- **RECORDS SHOWN**
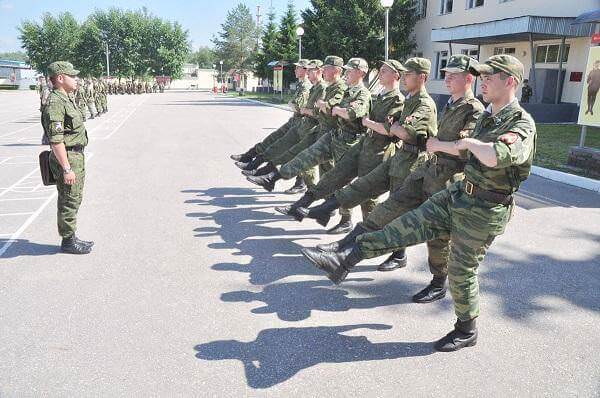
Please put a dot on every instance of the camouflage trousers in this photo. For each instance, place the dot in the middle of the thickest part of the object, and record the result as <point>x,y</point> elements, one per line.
<point>388,176</point>
<point>69,196</point>
<point>358,161</point>
<point>332,145</point>
<point>92,108</point>
<point>419,186</point>
<point>275,135</point>
<point>471,225</point>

- **TASK DIRECTIONS**
Set down the records in full and exactly. Do not carry over any image.

- **SOLUTION TO THIS PROBLEM**
Please put a dot on every instance of the camouflage trousers in this photo. For each instance, place the dot in the middle of the thickest part of the object, and record the result as <point>x,y</point> elements, one per line.
<point>388,176</point>
<point>69,196</point>
<point>358,161</point>
<point>332,145</point>
<point>92,108</point>
<point>419,186</point>
<point>275,135</point>
<point>471,225</point>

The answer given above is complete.